◆ **Parts of the exercise**:
1. In the page text on the tangent to y = 3x² + 4, what expression for dy/dx does Answer 1 arrive at?
2. Please resume the page text on the tangent to y = 3x² + 4, starting right after the line marked (1), and carry the working through to the point on the curve.

◆ **Page text**:
Find a point on the curve y = 3x^2 + 4 at which the tangent is perpendicular to the line whose slope is -1/6

Question

Find a point on the curve y = 3x² + 4 at which the tangent is perpendicular to the line whose slope is \(-\frac{1}{6}\).

Answer 1

Given:

The curve y = 3x² + 4 and the Slope of the tangent is \(\frac{-1}{6}\)

y = 3x² + 4

Differentiating the above w.r.t x

⇒ \(\frac{dy}{dx}\) = 2 x 3x^{2 – 1} + 0

⇒ \(\frac{dy}{dx}\) = 6x ...(1)

◆ **Record list**:
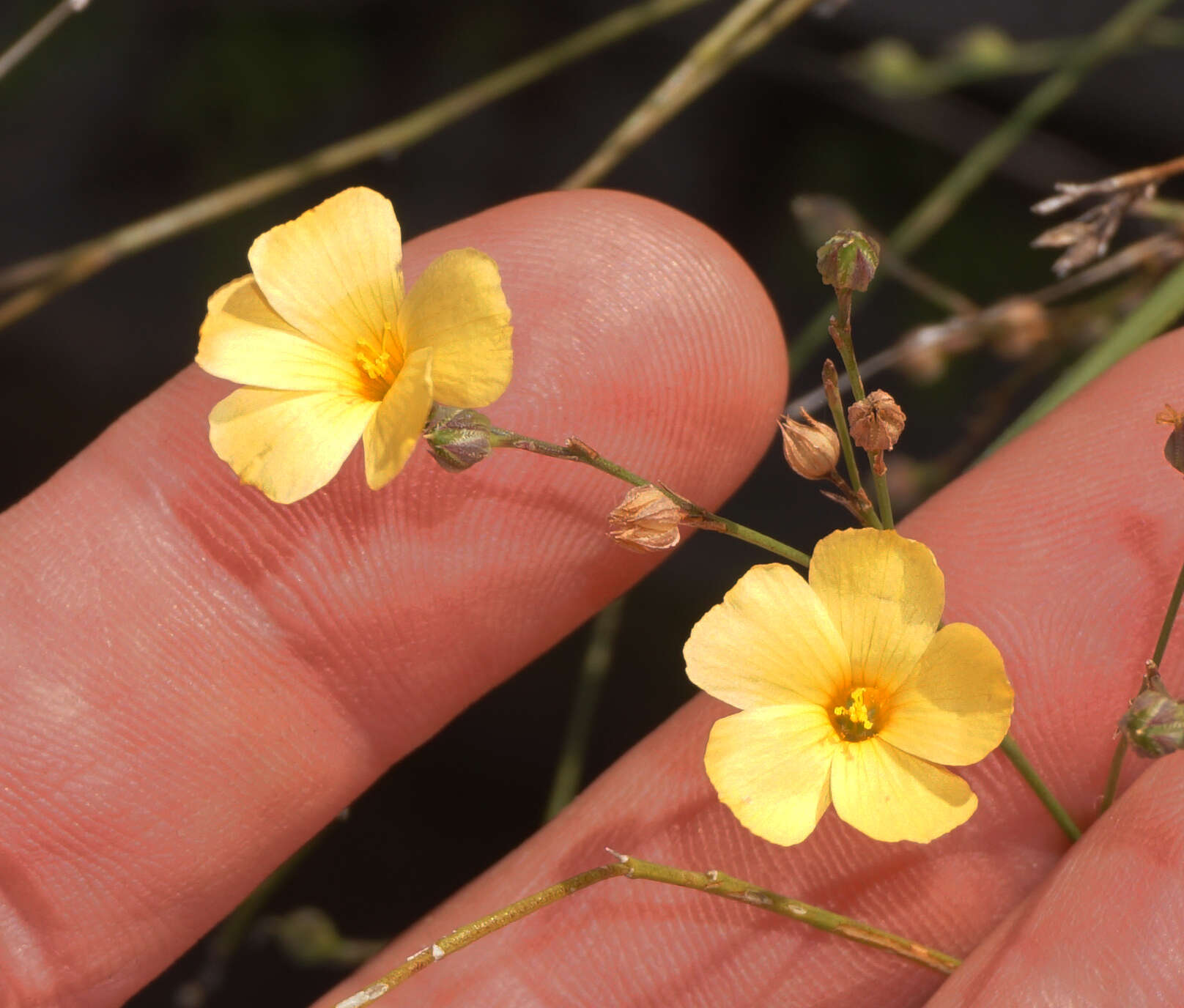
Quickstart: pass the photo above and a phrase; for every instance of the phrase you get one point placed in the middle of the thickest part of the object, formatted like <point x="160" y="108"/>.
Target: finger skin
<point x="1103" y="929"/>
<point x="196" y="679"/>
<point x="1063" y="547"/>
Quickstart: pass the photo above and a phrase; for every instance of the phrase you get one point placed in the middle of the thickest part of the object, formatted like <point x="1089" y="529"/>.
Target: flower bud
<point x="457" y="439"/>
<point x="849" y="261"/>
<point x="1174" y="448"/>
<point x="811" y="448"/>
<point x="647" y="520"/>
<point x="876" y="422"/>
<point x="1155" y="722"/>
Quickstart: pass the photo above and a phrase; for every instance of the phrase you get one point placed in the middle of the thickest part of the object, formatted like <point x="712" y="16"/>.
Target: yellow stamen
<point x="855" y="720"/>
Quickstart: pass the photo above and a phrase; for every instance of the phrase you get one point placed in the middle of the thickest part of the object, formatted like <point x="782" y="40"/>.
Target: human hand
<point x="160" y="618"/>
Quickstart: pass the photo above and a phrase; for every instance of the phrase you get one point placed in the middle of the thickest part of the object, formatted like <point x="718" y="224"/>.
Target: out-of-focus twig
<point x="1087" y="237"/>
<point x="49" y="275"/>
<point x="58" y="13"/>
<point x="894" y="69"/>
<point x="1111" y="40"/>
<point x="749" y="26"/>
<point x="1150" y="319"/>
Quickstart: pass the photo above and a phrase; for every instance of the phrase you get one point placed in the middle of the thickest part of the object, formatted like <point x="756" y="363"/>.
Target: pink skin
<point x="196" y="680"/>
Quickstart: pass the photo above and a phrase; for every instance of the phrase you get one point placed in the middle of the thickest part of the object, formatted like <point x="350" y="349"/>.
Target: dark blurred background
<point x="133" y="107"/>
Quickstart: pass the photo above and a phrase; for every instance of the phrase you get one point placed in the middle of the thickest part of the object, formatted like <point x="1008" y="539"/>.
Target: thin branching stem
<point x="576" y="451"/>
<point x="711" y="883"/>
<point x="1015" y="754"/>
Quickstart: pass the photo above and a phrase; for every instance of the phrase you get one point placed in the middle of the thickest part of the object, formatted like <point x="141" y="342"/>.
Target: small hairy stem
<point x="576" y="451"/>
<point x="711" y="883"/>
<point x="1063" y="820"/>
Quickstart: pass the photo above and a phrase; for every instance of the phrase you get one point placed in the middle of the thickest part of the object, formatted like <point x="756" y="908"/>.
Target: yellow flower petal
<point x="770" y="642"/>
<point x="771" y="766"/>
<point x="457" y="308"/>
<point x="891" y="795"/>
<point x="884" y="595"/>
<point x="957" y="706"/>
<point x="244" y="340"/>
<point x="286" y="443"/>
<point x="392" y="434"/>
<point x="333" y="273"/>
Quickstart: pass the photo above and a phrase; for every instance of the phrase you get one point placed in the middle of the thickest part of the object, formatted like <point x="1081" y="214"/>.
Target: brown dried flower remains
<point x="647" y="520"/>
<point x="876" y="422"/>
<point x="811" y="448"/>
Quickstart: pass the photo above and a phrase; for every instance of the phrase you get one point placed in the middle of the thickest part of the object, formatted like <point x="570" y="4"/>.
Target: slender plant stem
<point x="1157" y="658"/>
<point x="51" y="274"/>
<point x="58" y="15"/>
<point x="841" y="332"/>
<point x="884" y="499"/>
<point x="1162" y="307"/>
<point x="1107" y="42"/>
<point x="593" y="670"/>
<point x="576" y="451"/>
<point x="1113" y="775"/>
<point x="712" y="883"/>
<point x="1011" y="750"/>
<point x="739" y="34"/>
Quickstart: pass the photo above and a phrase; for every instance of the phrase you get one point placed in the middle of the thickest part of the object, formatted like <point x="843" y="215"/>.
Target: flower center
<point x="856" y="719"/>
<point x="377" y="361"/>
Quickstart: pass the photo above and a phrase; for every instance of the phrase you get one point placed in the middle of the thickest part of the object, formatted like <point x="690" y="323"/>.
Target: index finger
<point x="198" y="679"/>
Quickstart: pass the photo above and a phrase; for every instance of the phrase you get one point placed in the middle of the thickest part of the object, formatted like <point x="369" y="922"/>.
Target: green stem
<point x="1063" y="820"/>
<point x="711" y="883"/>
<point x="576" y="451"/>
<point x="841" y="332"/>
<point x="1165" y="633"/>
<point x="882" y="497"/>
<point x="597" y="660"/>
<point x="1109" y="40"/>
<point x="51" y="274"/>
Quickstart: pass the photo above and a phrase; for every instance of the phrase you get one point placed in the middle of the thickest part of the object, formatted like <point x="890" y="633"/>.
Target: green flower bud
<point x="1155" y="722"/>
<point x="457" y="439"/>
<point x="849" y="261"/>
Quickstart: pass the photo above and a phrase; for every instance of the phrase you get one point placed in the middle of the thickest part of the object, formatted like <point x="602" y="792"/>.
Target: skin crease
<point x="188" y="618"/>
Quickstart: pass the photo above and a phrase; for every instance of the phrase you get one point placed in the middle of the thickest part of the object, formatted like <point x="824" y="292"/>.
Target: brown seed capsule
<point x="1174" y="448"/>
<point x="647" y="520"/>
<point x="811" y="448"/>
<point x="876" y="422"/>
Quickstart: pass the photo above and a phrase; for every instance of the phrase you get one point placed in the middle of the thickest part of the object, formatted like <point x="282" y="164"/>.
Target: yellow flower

◆ **Results for the exercise**:
1. dy/dx = 6x

2.
Since, tangent is perpendicular to the line,

\(\therefore\) The Slope of the normal = \(\frac{-1}{\text{The Slope of the tangent}}\)

i.e, \(\frac{-1}{6}\) = \(\frac{-1}{6x}\)

⇒   \(\frac{1}{6}\) = \(\frac{1}{6x}\)

⇒ x = 1

Substituting x = 1 in y = 3x² + 4,

⇒ y = 3(1)² + 4

⇒ y = 3 + 4

⇒ y = 7

Thus, the required point is (1,7).